--- TEXT SHOWN ---
As a 20s-era fanatic, I had high hopes going into the exhibition that this article would not have to be reduced to my own personal opinions about how great the period was. Well, guess what: you have been spared from my slanted views because this collection is actually quite electrifying!

During the period between World War I and II, photographic artists developed a hankering to "get rid of old habits of seeing the world," by way of new technological innovations in the camera. The exhibition, which is the latest edition to the Milwaukee Art Museum (MAM), showcases these daring expressions. Containing over 160 original artworks as well as illustrated books and magazines, the Milwaukee venue is one of only three cities that the exhibition will visit in the United States.

"Foto" takes us back to an age of chaos in Europe when society was perplexed by the need to end its nostalgic antics along with the anxiety of sudden change. A charismatic tour through the unfamiliar images and places of both the masters and lesser-known contemporaries, it effectively takes you back in time. It drops you right in the "cradle of modern photography": central Europe spanning through Germany, Poland, Austria, Hungary, and Czechoslovakia.

Through suggestive prints, photomontages and portraits, artists exemplified the themes of optimism and fear that plagued a generation. However, their impact went well beyond that.

The exhibition focuses on how extensively the pieces and artists have participated in the development of the world of media culture. The illustrated print used in books and magazines bought these avant-garde ideas to the mainstream public, which spread to countries such as the United States.

"Our American culture has been deeply fertilized by the European visuals of this period," said MAM Assistant Curator Lisa Hostetler.

--- REQUIRED TASKS ---
(1) Reproduce the part of the exhibition review that begins at the words "The exhibition focuses" and stops after the words "as the United States.".
(2) According to the exhibition review, how many original artworks does the exhibition contain?
(3) Pick up the review of the "Foto" exhibition after its last sentence and keep writing it.

--- DATA LISTING ---
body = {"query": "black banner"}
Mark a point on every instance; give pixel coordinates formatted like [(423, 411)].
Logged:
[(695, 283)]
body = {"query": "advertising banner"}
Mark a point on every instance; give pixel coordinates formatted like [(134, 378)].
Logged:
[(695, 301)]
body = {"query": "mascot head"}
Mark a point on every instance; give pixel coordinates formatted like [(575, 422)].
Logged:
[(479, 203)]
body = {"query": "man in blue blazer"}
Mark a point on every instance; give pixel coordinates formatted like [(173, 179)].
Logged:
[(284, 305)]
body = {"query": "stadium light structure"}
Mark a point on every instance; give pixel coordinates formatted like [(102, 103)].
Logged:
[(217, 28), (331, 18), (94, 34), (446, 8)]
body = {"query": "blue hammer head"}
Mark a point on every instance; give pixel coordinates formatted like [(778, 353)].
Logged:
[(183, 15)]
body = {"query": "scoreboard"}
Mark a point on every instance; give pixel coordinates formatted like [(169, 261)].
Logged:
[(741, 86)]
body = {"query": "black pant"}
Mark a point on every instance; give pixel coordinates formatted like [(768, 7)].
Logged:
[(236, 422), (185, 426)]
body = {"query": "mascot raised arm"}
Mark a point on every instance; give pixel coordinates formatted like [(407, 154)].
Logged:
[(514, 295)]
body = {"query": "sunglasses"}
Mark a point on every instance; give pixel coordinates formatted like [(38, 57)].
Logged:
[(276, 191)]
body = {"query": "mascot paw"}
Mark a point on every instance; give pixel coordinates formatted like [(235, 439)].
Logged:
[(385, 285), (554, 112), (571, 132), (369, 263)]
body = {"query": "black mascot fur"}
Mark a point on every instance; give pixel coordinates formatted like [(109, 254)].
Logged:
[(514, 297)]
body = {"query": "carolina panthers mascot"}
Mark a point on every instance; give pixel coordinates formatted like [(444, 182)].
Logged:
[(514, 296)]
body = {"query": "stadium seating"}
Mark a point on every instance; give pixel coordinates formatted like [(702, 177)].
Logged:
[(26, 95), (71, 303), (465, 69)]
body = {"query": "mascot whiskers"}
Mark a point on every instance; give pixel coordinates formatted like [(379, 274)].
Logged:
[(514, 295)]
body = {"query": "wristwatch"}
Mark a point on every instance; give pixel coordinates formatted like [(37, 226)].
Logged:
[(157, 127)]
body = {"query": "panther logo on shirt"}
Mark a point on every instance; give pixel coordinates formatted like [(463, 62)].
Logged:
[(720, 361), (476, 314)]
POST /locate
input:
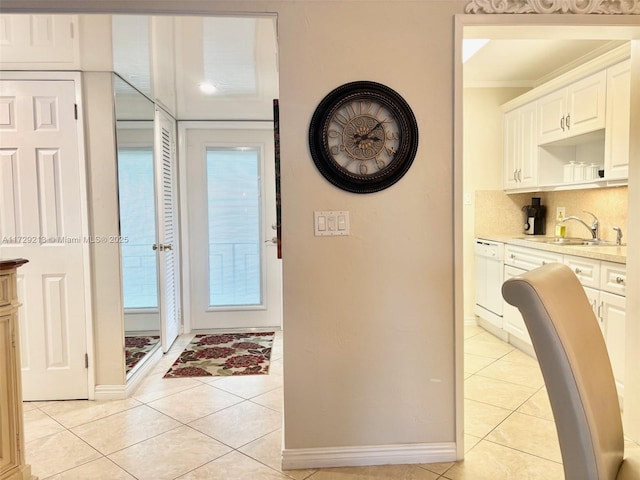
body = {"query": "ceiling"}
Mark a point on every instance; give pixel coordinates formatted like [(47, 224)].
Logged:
[(239, 55), (529, 62)]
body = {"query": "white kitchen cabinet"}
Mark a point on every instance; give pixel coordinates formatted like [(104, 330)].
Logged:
[(528, 258), (489, 279), (586, 269), (512, 320), (616, 140), (520, 148), (574, 110), (605, 286), (518, 260)]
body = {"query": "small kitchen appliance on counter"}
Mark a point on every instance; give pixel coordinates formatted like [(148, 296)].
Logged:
[(534, 217)]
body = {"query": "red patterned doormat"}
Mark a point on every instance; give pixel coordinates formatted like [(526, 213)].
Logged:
[(224, 354), (136, 347)]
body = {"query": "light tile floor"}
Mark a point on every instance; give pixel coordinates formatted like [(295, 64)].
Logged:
[(188, 428)]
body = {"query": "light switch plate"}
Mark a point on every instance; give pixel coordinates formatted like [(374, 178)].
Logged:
[(331, 223)]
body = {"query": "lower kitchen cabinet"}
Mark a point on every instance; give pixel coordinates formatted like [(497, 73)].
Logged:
[(518, 260), (605, 286), (512, 320), (604, 283)]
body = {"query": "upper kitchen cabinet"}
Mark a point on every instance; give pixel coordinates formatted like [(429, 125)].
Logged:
[(520, 148), (616, 144), (581, 138), (576, 109)]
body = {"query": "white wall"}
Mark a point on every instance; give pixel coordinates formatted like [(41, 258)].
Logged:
[(368, 319)]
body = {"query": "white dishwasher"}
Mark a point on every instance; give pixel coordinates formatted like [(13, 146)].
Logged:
[(489, 257)]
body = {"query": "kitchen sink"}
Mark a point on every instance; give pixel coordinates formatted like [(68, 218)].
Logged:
[(571, 241)]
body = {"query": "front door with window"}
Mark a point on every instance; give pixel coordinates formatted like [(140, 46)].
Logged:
[(234, 274)]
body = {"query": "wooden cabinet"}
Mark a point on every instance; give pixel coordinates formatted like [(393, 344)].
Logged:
[(576, 109), (520, 148), (616, 140), (12, 460)]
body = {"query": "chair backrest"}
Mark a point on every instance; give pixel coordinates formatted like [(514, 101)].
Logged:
[(576, 369)]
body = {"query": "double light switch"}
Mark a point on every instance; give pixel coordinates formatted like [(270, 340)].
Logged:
[(331, 223)]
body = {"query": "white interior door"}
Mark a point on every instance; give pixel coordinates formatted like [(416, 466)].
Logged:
[(235, 277), (41, 193), (167, 228)]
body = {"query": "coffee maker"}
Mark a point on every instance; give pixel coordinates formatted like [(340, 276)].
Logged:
[(534, 217)]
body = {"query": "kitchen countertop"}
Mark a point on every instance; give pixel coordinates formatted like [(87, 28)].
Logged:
[(609, 253)]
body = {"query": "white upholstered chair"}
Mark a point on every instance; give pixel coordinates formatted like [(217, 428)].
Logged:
[(577, 373)]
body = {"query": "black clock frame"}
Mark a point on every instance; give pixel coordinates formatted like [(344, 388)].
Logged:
[(319, 126)]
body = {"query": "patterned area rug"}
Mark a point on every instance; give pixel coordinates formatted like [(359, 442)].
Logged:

--- FINAL ANSWERS ---
(1)
The exhibition focuses on how extensively the pieces and artists have participated in the development of the world of media culture. The illustrated print used in books and magazines bought these avant-garde ideas to the mainstream public, which spread to countries such as the United States.

(2) Over 160.

(3)
Altogether, the ground-breaking Foto exhibit contains eight different sections. The two which I found most invigorating were titled New Women-New Men and The Spread of Surrealism. The first focused on the neue Frau or New Woman that had been iconified after the war. The latter expanded on the phenomenon that surprisingly developed in central Europe in which artists engaged in a variety of image-making methods.

Also for all you who need to be more thematically stimulated, there are four short films looped in the screening room of the exhibition from which you can get the cinematic presentation of the period.

What might make the exhibition even more attractive is its juxtaposition to UW-Milwaukee. To boost the Foto exhibit, the Milwaukee Art Museum has teamed with UWM to display an external film program featuring short and full-length movies. They will alternate between MAM's Lubar Auditorium and the Union Theatre. A full schedule is available at www.mam.org/FOTO/film.htm.

Whatever your motivation for viewing the exhibit might be and by whichever means possible, it is genuinely something worth seeing. It could be enlightening to see the origins of the modern debacle that we call our "mass media culture."

Did I also mention that some of the subject matter focuses on erotica?